Available data -
_ _ _
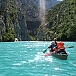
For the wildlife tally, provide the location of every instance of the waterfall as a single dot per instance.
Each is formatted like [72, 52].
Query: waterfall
[42, 10]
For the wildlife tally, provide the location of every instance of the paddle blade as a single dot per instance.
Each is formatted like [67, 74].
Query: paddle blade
[70, 47]
[44, 51]
[48, 54]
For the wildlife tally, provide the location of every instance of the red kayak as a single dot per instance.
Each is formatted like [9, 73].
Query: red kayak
[62, 56]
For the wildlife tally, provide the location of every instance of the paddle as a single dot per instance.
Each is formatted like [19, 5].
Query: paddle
[70, 47]
[45, 50]
[48, 54]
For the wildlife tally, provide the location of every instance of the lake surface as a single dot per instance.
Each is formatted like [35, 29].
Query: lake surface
[27, 59]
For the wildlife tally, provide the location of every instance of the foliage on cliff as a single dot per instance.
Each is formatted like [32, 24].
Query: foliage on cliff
[61, 21]
[9, 17]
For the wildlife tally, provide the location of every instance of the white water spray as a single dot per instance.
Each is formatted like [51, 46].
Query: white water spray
[42, 9]
[42, 12]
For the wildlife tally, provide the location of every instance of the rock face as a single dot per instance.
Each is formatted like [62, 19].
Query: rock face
[20, 17]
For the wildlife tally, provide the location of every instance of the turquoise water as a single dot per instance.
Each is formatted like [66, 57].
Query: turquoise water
[27, 59]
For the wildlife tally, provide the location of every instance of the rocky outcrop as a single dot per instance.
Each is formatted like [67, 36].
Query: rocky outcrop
[20, 19]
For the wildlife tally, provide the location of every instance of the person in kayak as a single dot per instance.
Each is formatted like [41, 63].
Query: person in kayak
[60, 48]
[53, 45]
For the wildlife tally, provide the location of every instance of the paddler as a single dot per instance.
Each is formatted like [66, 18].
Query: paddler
[53, 45]
[60, 48]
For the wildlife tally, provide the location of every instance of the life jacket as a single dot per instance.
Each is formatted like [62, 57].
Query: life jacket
[61, 45]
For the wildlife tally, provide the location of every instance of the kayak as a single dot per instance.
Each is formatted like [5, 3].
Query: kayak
[60, 55]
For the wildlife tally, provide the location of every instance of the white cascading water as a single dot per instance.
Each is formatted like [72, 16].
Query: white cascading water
[42, 12]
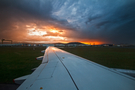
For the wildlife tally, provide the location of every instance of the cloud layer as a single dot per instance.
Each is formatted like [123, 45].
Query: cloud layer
[110, 21]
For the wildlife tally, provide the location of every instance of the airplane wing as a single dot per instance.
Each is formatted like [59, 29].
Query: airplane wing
[61, 70]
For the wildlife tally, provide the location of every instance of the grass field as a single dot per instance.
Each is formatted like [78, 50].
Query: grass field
[18, 61]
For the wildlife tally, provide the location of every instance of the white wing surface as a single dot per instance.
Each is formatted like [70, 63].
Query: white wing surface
[61, 70]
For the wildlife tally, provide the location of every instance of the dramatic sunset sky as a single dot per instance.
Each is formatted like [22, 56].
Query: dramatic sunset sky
[51, 21]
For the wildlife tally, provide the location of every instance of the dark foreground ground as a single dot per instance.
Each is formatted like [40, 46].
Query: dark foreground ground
[18, 61]
[8, 86]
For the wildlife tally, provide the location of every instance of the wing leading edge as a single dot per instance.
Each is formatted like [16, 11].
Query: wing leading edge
[61, 70]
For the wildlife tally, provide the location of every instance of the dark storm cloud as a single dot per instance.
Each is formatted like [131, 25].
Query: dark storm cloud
[112, 21]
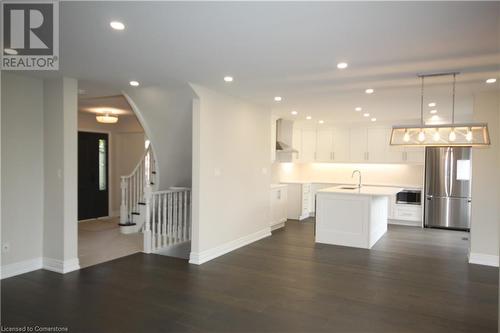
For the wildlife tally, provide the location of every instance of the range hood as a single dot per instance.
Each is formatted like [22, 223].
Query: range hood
[284, 135]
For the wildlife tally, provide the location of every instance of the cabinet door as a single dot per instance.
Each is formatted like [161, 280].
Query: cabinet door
[358, 148]
[377, 144]
[340, 145]
[324, 145]
[308, 145]
[297, 144]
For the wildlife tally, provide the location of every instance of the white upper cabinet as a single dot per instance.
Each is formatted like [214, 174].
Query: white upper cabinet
[358, 145]
[340, 145]
[377, 144]
[324, 145]
[308, 145]
[354, 145]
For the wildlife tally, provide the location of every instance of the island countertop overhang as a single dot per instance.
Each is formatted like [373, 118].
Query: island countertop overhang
[363, 190]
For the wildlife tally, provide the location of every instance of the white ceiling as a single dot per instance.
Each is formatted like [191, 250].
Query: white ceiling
[291, 49]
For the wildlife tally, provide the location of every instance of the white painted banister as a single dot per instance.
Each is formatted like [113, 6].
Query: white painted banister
[133, 187]
[168, 220]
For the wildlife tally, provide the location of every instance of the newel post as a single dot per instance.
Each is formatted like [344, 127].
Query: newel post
[148, 193]
[123, 204]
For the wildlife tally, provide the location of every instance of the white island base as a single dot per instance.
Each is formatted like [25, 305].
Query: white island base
[356, 218]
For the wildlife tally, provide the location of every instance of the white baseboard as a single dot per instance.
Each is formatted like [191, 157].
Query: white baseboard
[20, 267]
[61, 266]
[199, 258]
[483, 259]
[278, 226]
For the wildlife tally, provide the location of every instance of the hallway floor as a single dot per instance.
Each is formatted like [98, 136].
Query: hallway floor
[413, 280]
[101, 240]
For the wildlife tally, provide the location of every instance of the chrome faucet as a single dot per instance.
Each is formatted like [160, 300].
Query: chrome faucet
[359, 173]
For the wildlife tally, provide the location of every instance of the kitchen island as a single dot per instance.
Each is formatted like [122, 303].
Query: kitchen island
[352, 216]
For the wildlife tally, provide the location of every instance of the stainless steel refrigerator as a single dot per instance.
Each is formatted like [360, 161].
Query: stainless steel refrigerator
[448, 172]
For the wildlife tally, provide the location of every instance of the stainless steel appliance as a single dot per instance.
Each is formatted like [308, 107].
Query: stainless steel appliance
[448, 173]
[409, 197]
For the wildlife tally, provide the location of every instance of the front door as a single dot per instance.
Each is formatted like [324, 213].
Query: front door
[92, 175]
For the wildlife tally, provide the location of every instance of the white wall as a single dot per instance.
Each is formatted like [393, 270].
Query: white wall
[60, 175]
[485, 174]
[22, 169]
[376, 174]
[126, 147]
[165, 113]
[231, 166]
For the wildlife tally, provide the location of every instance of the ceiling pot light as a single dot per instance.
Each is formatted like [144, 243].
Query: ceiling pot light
[117, 25]
[10, 51]
[342, 65]
[452, 134]
[406, 137]
[107, 118]
[421, 135]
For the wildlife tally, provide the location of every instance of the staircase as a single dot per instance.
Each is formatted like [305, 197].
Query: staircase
[164, 217]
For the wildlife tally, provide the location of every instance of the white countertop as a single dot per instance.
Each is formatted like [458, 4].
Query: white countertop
[363, 190]
[402, 186]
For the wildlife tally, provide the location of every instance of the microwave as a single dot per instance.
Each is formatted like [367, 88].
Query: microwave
[409, 197]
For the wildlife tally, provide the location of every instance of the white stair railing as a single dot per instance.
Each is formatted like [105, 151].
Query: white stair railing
_ _ _
Every line of the listing above that includes "railing" should be copied out.

Solved exercise -
For the wildlife tally, provide the location of every instance of the white stair railing as a single dot per instance.
Query: white stair railing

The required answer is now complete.